ZU ERLEDIGENDE AUFGABEN:
A: Schreiben Sie aus dem Forenauszug zum Angeln auf Bornholm den Abschnitt wortgetreu ab, der mit den Worten „Wegen dem niedrigen“ beginnt und mit „(28. Mai 2014)“ endet.
B: Beantworten Sie anhand des Forenauszugs zum Angeln auf Bornholm die folgenden Fragen:
(i) Wer holte den Lachs mit dem Gaff an Bord?
(ii) Welches Gewicht wäre laut dem Beitrag, der mit „Petri,“ beginnt, für einen solchen Fisch zu dieser Zeit normal?
(iii) Weshalb gibt es dort laut dem Beitrag von Tomasz quasi keine Wattis?

Sofort hab ich meinen Angelnachbarn gesagt, sie mögen schnellstmöglich die Angeln rein holen, damit sich der Fisch nicht in den anderen Schnüren verfängt.
Und dann ging der Drill richtig los. Etliche Fluchten hat der Lachs hingelegt. Immer wieder das Kreischen der Bremse. Noch mal aus dem Wasser gesprungen und dann noch ein paar mal am Boot entlang geschwommen. Nun war er so weit, dass der Schiffskoch den Lachs mit dem Gaff an Bord holen konnte. Hammer!!! Und das ganze beim 2. Mal Kutterangeln überhaupt!
Ich brauch wohl nicht zu erwähnen, dass das der geilste Angelurlaub überhaupt war:l

...ach ja, wenn ich die Bilder hab, versuch ich mal welch hier einzustellen.

Gruß an alle
Stachelflosse


----------



## Fxndlxng (27. Mai 2014)

*AW: Bornholm 2014*

Petri,

aber 80cm und nur 7 Pfund? Kann ich mir zu diser Zeit garnicht vorstellen. Dann müsste der Fisch extrem schlank gewesen sein und das ist jetzt (ende Mai) eher unüblich. Normal wären ca. 6-7kg.

Grüße!


----------



## Tomasz (27. Mai 2014)

*AW: Bornholm 2014*



Findling schrieb:


> Was sind denn "übliche" Würmer und warum sollten ausgerechnet Tauwürmer besser gehenals Wattis und Ringler? So ein Mumpitz!



Wegen dem niedrigen Salzgehalt gibt es  dort quasi keine Wattis und wohl auch keine Ringler. Da hast Du zum einen das Problem die Dinger zu bekommen (sollte man dann aus Deutschland mitnehmen) und zum anderen, dass die Fische sie dort nicht kennen.
Daher habe auch ich in all den Jahren mit Tauwurm und Fetzten von Hering, Hornhecht oder Tobiasfischen sehr gut gefangen. Mit Meereswürmern habe ich es wegen der fehlenden Würmer allerdings auch nie probieren können.
Wie bist Du denn an die Würmer gekommen?

Gruß

Tomasz


----------



## Fxndlxng (28. Mai 2014)

VORLIEGENDES MATERIAL:
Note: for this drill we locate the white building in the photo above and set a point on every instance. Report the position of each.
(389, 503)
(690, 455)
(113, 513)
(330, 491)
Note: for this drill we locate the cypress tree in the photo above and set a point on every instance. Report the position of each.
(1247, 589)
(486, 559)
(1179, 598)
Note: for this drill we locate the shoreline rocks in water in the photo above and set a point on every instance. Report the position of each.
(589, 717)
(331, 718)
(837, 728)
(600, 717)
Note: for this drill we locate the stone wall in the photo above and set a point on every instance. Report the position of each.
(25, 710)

...

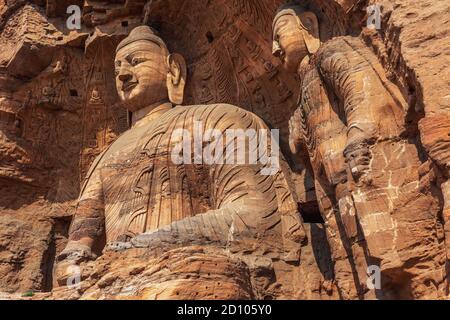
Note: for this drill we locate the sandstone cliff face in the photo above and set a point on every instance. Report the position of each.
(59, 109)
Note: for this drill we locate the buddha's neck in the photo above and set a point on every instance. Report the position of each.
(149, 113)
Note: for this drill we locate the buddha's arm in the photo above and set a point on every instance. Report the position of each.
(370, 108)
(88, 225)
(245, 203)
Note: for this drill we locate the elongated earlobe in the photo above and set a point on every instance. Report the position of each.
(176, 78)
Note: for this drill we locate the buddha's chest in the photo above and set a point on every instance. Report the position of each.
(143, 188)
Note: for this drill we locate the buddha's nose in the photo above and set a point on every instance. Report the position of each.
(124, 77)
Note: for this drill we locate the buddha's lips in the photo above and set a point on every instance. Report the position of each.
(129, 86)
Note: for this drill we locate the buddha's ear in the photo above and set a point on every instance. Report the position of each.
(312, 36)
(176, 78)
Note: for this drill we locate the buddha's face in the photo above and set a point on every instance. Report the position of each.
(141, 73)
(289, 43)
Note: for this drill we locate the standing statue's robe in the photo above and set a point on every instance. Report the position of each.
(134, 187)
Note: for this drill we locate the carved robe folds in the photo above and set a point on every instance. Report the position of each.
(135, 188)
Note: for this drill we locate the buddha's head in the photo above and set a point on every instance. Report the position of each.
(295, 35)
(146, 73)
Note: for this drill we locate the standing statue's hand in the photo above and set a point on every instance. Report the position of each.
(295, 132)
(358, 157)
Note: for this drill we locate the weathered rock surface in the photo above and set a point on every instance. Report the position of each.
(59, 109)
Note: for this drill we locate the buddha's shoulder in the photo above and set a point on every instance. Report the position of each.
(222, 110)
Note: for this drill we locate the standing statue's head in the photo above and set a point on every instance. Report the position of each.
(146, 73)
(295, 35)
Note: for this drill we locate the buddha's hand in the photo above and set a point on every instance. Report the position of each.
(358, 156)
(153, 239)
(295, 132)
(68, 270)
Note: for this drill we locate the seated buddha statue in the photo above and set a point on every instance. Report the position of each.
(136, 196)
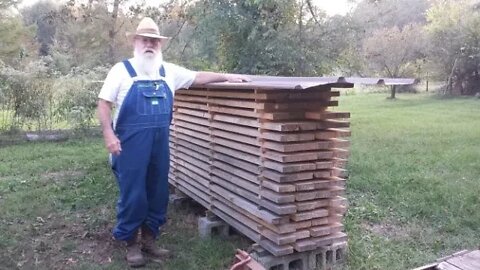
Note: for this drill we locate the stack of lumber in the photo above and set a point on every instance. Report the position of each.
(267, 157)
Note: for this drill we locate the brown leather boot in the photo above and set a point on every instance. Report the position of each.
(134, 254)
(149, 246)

---

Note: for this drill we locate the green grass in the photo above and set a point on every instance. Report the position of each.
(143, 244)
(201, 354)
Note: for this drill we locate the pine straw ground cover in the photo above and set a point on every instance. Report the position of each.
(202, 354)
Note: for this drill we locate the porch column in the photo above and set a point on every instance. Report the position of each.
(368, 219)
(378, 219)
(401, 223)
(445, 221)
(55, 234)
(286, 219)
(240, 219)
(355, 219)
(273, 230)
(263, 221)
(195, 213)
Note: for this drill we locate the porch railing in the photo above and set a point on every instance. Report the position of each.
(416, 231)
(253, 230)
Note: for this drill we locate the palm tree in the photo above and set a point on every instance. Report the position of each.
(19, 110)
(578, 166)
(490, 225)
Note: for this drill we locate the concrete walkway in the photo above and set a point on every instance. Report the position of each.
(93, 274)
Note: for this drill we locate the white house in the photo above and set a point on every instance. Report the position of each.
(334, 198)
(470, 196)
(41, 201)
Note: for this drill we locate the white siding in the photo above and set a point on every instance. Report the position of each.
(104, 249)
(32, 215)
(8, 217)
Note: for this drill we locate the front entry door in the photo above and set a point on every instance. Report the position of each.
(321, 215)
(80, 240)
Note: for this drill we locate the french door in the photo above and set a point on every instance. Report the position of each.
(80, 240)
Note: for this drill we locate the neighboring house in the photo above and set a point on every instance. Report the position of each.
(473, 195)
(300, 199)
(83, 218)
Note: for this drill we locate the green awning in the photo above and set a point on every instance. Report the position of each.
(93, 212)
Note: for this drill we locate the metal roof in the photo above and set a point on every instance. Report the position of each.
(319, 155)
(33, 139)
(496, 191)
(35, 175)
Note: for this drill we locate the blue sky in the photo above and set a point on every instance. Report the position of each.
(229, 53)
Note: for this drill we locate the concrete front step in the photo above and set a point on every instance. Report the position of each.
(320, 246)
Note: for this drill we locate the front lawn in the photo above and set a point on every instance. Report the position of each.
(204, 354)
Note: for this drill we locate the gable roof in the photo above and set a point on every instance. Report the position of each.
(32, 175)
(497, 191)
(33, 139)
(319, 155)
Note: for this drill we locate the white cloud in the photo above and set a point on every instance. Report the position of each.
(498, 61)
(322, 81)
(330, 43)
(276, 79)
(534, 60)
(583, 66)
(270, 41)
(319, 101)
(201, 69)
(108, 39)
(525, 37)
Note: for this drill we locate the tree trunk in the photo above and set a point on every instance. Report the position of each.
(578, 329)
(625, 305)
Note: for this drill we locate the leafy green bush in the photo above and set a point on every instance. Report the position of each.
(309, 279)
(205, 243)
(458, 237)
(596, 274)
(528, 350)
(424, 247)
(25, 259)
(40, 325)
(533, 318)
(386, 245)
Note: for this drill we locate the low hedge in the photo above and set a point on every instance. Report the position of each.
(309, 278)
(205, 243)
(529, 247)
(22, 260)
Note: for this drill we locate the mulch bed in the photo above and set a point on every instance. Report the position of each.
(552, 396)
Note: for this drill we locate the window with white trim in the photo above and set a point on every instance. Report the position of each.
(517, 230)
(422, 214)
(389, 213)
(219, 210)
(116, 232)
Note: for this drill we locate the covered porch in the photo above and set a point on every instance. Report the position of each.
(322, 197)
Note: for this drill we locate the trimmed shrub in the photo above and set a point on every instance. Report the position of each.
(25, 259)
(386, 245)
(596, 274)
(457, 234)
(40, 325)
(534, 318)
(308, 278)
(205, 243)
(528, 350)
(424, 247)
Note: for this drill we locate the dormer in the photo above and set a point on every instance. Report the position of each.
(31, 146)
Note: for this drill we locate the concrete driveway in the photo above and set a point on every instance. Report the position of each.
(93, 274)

LÖSUNGEN:
A:
Wegen dem niedrigen Salzgehalt gibt es  dort quasi keine Wattis und wohl auch keine Ringler. Da hast Du zum einen das Problem die Dinger zu bekommen (sollte man dann aus Deutschland mitnehmen) und zum anderen, dass die Fische sie dort nicht kennen.
Daher habe auch ich in all den Jahren mit Tauwurm und Fetzten von Hering, Hornhecht oder Tobiasfischen sehr gut gefangen. Mit Meereswürmern habe ich es wegen der fehlenden Würmer allerdings auch nie probieren können.
Wie bist Du denn an die Würmer gekommen?

Gruß

Tomasz


----------



## Fxndlxng (28. Mai 2014)

B:
(i) Der Schiffskoch.
(ii) Ca. 6–7 kg.
(iii) Wegen des niedrigen Salzgehalts.